Aim of the exercise -
Reproduce every item below verbatim, in order, with no changes to wording, spacing, or punctuation.

BEGIN Provided records

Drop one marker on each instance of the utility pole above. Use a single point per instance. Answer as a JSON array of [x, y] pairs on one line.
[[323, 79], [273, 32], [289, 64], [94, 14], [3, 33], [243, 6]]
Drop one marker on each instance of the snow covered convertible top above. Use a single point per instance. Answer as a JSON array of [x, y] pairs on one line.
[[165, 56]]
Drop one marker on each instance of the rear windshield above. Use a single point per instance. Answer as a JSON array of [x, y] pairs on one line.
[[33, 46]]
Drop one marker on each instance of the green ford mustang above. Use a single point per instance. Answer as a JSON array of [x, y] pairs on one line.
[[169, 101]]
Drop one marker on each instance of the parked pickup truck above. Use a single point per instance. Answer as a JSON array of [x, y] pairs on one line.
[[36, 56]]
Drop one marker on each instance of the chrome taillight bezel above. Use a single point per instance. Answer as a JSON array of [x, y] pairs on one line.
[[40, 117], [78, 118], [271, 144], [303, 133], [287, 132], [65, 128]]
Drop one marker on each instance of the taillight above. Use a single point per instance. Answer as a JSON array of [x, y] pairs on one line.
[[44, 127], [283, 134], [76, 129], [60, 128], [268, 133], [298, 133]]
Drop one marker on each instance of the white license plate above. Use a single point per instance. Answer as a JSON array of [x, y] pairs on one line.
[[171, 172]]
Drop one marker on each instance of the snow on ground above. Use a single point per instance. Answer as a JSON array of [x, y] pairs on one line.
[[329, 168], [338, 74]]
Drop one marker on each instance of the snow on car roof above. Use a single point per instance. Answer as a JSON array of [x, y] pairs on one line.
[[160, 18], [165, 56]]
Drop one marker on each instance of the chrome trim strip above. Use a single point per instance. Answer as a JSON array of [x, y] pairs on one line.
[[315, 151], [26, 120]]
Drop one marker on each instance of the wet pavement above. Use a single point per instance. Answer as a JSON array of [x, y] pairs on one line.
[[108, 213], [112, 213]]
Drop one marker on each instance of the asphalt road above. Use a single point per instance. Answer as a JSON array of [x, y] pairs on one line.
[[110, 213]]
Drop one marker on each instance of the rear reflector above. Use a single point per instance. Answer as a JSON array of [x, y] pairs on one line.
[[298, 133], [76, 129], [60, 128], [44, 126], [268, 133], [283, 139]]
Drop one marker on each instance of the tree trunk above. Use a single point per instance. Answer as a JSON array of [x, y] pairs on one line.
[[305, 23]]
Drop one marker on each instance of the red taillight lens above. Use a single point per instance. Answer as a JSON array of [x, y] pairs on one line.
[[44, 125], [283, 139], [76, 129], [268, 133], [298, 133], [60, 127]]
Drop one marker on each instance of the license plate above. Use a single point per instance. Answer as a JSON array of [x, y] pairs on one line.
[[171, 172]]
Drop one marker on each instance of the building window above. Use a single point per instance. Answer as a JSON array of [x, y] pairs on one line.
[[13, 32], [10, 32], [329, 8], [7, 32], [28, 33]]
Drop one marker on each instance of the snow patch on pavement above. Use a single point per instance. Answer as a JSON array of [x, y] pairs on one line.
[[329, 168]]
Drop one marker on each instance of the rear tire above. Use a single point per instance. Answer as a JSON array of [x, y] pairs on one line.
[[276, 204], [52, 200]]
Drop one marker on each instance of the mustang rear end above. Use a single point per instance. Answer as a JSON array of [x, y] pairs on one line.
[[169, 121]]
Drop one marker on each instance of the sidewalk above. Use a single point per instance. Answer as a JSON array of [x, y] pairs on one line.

END Provided records

Result -
Drop one marker on each instance of the utility pole above. Use a single point per instance. Answer as a JSON array of [x, y] pairs on one line.
[[323, 79], [273, 32], [289, 64], [94, 14], [3, 33], [243, 6]]
Drop one marker on each instance of the snow covered convertible top above. Use a single point per instance. Answer as a JSON array of [x, y] pairs on one line.
[[165, 56]]
Drop one marker on each instance of the rear windshield above. Use a single point per instance. Answer as a JSON array of [x, y] pairs on one line.
[[33, 46]]
Drop one marker on each instance of the green ford mustang above. Use a single point per instance. Answer as a JSON array of [x, y] pairs on one line.
[[169, 101]]
Drop one marker on each instance of the parked pickup truck above. Use a single point per instance. Answer as a JSON array of [x, y] pairs on one line.
[[36, 56]]
Drop one marker on each instance of the chrome taillight bezel above. Use a single point per instance. Answer as a JSON array of [x, y] pairs on one line.
[[40, 117], [78, 118], [271, 144], [303, 133], [287, 132], [65, 128]]
Drop one marker on each instance of the taillight above. Use a single point per instance. Answer as a JSON array of [x, y] pairs on one line.
[[44, 127], [283, 134], [76, 129], [60, 128], [268, 133], [298, 133]]
Drop one marker on each instance of the white license plate above. Use a single point per instance. Answer as a JSON array of [x, y] pairs on one line.
[[171, 172]]
Drop one marker on each instance of the snow on ground above. Use a single point per instance. Answer as a JSON array of [x, y] pairs on one line.
[[329, 168], [338, 74]]
Drop one marker on each instance of the snow on car roof above. Use a single point per instance. Answer as a JSON array of [x, y] pairs on one line.
[[160, 18], [165, 56]]
Drop one marker on each instance of the chrome trim strip above. Use a single point per instance. Answer as a JSON array of [x, y] pairs on one line.
[[315, 151], [26, 120]]
Drop one marker on each instance of the wet pavement above. Use a single point per instance. Answer as a JSON array of [x, y] pairs on one line.
[[108, 213], [112, 213]]
Drop one marker on each instance of the asphalt road above. Use a single point per instance. Answer as a JSON array of [x, y] pairs on one line.
[[110, 213]]
Drop one marker on each instance of the rear reflector above. Use a single point per instance. Answer as a JSON array of [x, y] pairs on one line.
[[298, 133], [76, 129], [60, 128], [44, 126], [268, 133], [283, 139]]
Drop one marker on each instance of the tree trunk above. Use a single point per instance. Answer as a JSON array of [x, y] pairs on one line.
[[305, 23]]
Drop one marker on each instance of the red taillight lens above. Use a single point per instance. Answer as a JSON array of [x, y] pairs on one line.
[[44, 125], [283, 139], [76, 129], [268, 133], [298, 133], [60, 127]]
Drop one marker on each instance of the license plate above. Use a single point per instance. Answer as a JSON array of [x, y] pairs on one line.
[[171, 172]]
Drop one marker on each instance of the building window above. Use a single point per instance. Answer as a JSON array of [x, y] pairs on one line.
[[13, 32], [10, 32], [329, 8], [7, 32], [28, 33]]
Drop one marker on each instance of the snow patch on pavement above. Use a single point per instance. Answer as a JSON array of [x, y] pairs on one line.
[[329, 168]]
Drop one marker on each instance of the rear tire above. Use a single point per instance. Answer as a JSON array of [x, y] pairs on one line.
[[276, 204], [52, 200]]
Drop one marker on each instance of the mustang rear end above. Use a single point per instance. Answer as a JSON array of [x, y] pairs on one line.
[[169, 121]]
Drop one marker on each instance of the sidewalk above. Use a single point per instance. Answer as a JSON array of [x, y] pairs on one line.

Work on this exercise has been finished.